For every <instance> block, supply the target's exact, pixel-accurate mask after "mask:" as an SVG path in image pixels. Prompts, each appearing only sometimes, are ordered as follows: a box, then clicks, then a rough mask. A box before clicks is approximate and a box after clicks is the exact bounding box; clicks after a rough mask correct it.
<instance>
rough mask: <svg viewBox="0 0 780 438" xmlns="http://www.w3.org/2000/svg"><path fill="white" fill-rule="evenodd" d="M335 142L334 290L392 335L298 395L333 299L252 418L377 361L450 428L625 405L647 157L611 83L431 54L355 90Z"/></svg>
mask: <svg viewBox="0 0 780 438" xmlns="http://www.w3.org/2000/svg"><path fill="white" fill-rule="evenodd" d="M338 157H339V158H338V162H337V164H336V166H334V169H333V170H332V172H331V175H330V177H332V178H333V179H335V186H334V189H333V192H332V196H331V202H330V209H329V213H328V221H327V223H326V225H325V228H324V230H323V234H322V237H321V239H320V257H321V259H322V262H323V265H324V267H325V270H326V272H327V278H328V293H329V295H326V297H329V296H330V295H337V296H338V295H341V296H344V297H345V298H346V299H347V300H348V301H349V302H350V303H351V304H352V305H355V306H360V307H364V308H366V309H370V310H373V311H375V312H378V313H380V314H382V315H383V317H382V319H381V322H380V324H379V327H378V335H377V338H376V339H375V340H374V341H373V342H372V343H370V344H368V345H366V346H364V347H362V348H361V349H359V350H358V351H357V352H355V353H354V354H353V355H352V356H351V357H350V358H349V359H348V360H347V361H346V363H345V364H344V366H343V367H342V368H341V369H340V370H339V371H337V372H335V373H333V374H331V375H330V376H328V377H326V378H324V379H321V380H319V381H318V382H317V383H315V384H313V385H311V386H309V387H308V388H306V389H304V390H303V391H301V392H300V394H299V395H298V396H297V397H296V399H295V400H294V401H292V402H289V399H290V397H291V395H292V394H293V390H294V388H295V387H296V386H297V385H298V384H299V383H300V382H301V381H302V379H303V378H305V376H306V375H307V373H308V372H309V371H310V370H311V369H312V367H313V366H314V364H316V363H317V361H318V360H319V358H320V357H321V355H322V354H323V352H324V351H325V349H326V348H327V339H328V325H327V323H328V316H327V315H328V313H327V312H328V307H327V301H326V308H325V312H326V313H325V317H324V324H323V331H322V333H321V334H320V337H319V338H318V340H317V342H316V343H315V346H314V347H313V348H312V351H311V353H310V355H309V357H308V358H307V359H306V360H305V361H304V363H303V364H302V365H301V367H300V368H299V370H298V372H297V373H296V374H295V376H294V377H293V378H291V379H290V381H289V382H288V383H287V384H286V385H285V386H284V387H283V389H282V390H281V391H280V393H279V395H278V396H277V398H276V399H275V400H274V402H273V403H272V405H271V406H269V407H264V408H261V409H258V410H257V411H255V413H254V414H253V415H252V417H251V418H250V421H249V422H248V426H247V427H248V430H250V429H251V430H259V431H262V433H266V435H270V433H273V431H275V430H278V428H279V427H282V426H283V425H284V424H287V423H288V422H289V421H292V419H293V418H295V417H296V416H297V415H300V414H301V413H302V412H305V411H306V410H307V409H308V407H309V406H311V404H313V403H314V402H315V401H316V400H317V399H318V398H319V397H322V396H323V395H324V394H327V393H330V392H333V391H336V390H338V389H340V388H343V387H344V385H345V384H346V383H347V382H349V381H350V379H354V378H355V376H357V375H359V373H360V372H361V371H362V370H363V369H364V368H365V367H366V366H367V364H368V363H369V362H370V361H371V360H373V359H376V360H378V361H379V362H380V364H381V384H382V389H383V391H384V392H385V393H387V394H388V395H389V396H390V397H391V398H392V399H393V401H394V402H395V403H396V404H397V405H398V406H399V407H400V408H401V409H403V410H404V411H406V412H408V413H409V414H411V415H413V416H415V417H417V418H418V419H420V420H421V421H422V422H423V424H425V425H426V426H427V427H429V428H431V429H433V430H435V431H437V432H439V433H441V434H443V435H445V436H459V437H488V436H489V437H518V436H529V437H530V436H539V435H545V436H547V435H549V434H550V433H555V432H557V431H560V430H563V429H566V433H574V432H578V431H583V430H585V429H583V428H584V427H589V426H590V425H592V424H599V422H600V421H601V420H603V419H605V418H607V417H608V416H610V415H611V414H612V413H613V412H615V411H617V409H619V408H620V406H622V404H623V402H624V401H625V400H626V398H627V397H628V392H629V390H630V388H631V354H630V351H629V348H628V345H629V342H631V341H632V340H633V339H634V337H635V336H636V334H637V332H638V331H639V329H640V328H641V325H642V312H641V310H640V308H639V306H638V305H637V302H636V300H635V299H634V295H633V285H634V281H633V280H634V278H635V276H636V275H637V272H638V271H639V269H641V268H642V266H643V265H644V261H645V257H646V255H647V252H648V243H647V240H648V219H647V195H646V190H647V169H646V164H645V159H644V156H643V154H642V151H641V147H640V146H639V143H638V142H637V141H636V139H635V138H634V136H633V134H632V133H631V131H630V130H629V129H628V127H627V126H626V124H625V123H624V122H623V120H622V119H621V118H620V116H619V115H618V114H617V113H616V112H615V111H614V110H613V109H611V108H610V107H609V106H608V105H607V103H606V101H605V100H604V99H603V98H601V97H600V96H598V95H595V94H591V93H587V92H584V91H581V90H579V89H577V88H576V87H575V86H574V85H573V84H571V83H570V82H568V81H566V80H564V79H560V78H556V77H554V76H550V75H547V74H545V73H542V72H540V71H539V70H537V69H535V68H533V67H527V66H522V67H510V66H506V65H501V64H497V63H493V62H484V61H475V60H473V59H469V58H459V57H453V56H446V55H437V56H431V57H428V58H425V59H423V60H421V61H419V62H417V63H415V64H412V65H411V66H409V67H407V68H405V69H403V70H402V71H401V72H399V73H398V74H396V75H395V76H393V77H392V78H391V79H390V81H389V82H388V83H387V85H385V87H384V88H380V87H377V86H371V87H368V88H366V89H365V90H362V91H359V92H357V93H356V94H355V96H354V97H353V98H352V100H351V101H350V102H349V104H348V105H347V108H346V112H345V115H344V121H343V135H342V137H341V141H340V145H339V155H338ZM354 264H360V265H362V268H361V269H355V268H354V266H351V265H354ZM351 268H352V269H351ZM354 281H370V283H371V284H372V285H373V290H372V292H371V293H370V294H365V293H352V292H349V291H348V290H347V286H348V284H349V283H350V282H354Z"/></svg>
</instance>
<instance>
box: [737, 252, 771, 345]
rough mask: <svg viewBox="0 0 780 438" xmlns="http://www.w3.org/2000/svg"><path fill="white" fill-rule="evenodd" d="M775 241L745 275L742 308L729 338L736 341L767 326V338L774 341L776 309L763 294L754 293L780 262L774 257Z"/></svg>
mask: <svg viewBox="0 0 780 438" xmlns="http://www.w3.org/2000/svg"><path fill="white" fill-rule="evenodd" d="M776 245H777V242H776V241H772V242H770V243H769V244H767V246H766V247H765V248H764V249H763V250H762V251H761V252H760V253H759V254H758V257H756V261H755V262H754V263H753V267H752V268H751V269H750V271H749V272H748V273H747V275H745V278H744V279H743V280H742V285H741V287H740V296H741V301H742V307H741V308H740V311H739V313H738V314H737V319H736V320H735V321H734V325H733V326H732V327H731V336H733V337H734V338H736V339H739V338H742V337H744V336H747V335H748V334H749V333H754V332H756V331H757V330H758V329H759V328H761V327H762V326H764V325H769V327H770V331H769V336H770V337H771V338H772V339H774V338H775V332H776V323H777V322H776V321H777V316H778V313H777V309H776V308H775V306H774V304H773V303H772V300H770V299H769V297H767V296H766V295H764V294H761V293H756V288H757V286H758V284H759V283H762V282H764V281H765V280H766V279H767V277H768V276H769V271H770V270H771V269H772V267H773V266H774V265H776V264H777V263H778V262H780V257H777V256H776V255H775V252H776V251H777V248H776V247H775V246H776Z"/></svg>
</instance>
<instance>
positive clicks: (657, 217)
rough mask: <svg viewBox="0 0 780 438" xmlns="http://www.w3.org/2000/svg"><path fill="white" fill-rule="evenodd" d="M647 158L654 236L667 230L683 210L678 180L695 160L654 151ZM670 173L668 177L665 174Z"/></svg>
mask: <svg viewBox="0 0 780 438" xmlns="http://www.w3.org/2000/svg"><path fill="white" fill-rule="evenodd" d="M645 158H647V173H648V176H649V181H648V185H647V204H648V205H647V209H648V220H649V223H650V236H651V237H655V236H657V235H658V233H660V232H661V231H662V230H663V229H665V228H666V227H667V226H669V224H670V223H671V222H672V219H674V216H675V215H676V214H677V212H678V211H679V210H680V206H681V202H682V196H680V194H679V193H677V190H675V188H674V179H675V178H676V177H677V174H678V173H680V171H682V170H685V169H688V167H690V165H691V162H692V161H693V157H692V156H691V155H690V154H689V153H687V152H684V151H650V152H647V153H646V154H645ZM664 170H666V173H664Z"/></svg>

* **PROBLEM TO WORK ON**:
Some lines above contain the word "clicks". Copy each of them.

* **EXERCISE SOLUTION**:
For every <instance> block, supply the target's exact, pixel-accurate mask after "mask:" as an SVG path in image pixels. Prompts, each appearing only sometimes, are ordered as follows: a box, then clicks, then a rough mask. A box before clicks is approximate and a box after clicks is the exact bounding box; clicks after a rough mask correct it.
positive clicks: (657, 217)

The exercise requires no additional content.